§ **SELECTED TEXT**:

########################################

Fender showcased how much they use AWS at the recent re:Invent. They moved more services to AWS, while still increasing usage, and still reduced their AWS spend. Because it sounds like they did it the right way and used AWS services effectively.

I've spent a lot of time helping web developers, that don't have a ton of infrastructure experience, that get into AWS and they almost always do it the wrong way (the most expensive way). As in, they take whatever they were running on-premise and just throw it on EC2.

Would that be the quick keynote excerpt? https://www.youtube.com/watch?v=F61GtueelP4

Or their IoT talk? https://www.youtube.com/watch?v=v7oqSTmrfVc

It’s the quick keynote. Starts around 6:30. AWS spend down 15% even though traffic is 21x what it was a year ago.

if you just have webservers, api gateway + lambda is the way to go Edit: to make myself clear, I meant the backend, frontend, of course, should be served like below

Cloudfront + S3 for static sites.

I've seen so many people just create an EC2 instance for serving static content.

If you have a banging new React app that generates static files, you don't need anything more.

of course, I meant it backend-wise

lambda gets incredibly expensive for anything that approaches even modest usage levels. Once you exceed about 10 requests/second, you'd be better off with the lowest tier virtualized instances ($2 - $5/mo from most providers including AWS)

Not if your usage patterns spike dramatically.

Once worked at a place that needed to do rapid crawls of websites on short notice and we saved a lot of money by moving from.dedocatrd instances to lamdas that we could scale out and down as needed.

How you use them is important.

Pay-for-what-you-use pricing has the ability to escalate. You don't buy a server for $30k, and go through whatever procurement paperwork is set up for that. You just increase average usage by here and there. There's no procurement hurdle, so it can be a blank check.

..just like it's easier to get I to debt with a credit card than a personal loan. Credit card debt mounts one purchase at a time. Personal loans require you to decide to borrow €X.

Reminds me of reading how US Armed forces in Iraq being forced to buy NEW printers because their procurement system didn't allow buying toners to replace used up toners in practically new printers.


I just joined a new company who is doing nothing but helping companies figure out how to save more money on their cloud costs. This is such a timely article.

The same costs that are being used to justify the value of the cloud are now being used to justify going back to buying servers. Which is the wrong solution, by the way.

########################################

§ **TASKS TO PERFORM**:
**A.** In the thread on AWS costs, which AWS services are named? List each one once.
**B.** From the thread on AWS costs, extract the passage starting with "Pay-for-what-you-use pricing has" and going on through "to borrow €X.".

§ **SUPPLIED INFORMATION**:
########################################

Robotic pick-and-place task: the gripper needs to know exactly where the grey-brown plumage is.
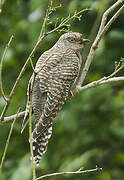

########################################

§ **SOLUTIONS TO THE EXERCISE**:
**A.** EC2, api gateway, lambda, Cloudfront, S3

**B.**
Pay-for-what-you-use pricing has the ability to escalate. You don't buy a server for $30k, and go through whatever procurement paperwork is set up for that. You just increase average usage by here and there. There's no procurement hurdle, so it can be a blank check.

..just like it's easier to get I to debt with a credit card than a personal loan. Credit card debt mounts one purchase at a time. Personal loans require you to decide to borrow €X.